_Excerpted text_
* * * * *
Exfoliate? Hey, Jimbo, doesn’t that belong on the women’s side?

“Sounds perfect,” I said.

Jim smiled. Not a warm “Welcome back to the men’s side” smile, but a “You say that now, but just wait” smile.

Whatever. Bring on the sea salt, baby. I looked at the two guys in the hot tub, hoping they had heard. About being rubbed with sea salt. Not about it being an exfoliate. But they’d closed their eyes, perhaps dreaming of a different ending for “Mango Boy” – “So this big beefy attendant has to go to the woman’s side because this guy insisted on being slathered with some kind of sugar lotion, can you just imagine his humiliation?”

Jim pointed to a door past the sauna. “Go in there and take a shower. Don’t dry off, though, just like on the table and drape this towel over yourself. I’ll be in in just a few minutes.”

White spotless tiles covered every square inch of the walls in the small room. A nozzle jutted from the wall, opposite a drain in the floor. A thinly padded massage table took up the rear half of the room, under which was the familiar stack of fluffy towels.

I twisted the knob underneath the nozzle. Needles of water splashed against my skin, and I turned slowly to soak myself. I turned off the water, grabbed and towel and stretched out on the table, waiting for Jim.

A few minutes later he entered with a clear plastic wide-mouthed bottle. He tipped it toward his palm and shook, a rattling sound echoing off the tiles.

“What I’m going to do,” he said, standing over me, “is rub this salt over your skin, removing the dead cells and reviving the skin underneath. All you need to do is relax. Oh, and let me know if I’m a little too vigorous. Some men have, you know, a lower tolerance for the scrub.”

You mean like men who ask for Mango Sugar Glow? Of course he meant that. Do your best, Salt Man, because I was about to prove I was no Mango Boy.

I closed my eyes as he started on my arms, a burning sensation that could only be caused by intense chafing. I could actually hear my top three skin layers say goodbye. What I could not hear was the distinct buzz of the power sander he must have been using.
* * * * *
_Work request_
Translate this sentence from the excerpt about the salt scrub into Spanish: "White spotless tiles covered every square inch of the walls in the small room." You won't need the material that comes next.
* * * * *
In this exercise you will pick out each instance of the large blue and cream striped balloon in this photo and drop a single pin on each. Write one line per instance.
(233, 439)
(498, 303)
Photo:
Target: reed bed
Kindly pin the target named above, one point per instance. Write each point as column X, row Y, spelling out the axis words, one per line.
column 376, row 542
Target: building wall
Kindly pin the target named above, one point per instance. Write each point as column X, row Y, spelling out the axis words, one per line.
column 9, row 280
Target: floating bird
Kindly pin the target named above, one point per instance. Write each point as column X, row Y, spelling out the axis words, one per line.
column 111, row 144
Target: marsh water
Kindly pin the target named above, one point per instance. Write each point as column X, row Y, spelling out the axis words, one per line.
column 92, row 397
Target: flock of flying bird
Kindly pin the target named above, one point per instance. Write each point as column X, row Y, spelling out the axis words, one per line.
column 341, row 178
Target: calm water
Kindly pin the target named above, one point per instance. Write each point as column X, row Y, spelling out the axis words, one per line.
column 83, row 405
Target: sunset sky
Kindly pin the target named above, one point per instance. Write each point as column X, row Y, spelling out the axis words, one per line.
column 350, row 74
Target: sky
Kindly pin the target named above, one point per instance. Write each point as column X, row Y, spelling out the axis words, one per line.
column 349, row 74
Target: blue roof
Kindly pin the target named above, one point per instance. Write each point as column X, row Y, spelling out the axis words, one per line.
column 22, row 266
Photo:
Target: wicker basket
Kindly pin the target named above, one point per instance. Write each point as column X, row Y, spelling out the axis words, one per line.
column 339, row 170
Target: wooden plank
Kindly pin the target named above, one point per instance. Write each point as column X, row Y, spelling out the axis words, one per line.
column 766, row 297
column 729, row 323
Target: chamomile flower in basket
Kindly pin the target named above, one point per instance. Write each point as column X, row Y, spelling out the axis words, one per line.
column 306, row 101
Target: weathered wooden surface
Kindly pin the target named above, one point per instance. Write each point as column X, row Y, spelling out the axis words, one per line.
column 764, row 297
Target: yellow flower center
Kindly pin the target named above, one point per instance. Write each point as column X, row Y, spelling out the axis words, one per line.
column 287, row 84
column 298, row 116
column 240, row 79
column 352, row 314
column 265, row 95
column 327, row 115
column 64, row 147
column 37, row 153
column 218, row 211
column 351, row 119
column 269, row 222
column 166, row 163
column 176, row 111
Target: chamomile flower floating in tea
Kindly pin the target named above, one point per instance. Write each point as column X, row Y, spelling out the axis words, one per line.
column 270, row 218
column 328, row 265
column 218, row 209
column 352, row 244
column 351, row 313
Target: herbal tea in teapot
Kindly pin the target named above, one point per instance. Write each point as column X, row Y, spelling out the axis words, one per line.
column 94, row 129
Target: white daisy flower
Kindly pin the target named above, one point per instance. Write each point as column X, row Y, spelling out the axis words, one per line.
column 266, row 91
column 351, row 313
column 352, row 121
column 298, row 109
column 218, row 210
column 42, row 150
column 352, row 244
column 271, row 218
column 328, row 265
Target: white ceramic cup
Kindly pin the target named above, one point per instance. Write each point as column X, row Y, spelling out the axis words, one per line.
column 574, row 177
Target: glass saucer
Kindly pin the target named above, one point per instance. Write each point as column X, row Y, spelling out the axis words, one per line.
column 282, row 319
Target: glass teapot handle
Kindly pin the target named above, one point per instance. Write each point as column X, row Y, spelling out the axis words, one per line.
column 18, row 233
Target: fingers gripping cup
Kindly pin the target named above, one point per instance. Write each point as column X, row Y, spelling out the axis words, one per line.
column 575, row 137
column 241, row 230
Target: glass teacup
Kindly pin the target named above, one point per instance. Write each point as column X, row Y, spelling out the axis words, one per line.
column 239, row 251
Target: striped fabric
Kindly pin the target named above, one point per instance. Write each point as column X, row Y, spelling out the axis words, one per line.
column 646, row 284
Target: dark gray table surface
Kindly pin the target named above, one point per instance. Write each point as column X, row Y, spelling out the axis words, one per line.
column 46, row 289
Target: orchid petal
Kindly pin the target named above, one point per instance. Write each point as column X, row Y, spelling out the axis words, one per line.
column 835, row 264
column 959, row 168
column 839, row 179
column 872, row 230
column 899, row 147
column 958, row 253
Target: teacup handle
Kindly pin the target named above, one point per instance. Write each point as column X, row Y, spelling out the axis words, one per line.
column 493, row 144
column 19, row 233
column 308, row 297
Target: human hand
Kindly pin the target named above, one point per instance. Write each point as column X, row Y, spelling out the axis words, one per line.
* * * * *
_Completed exercise_
Azulejos blancos e impecables cubrían cada centímetro de las paredes de la pequeña habitación.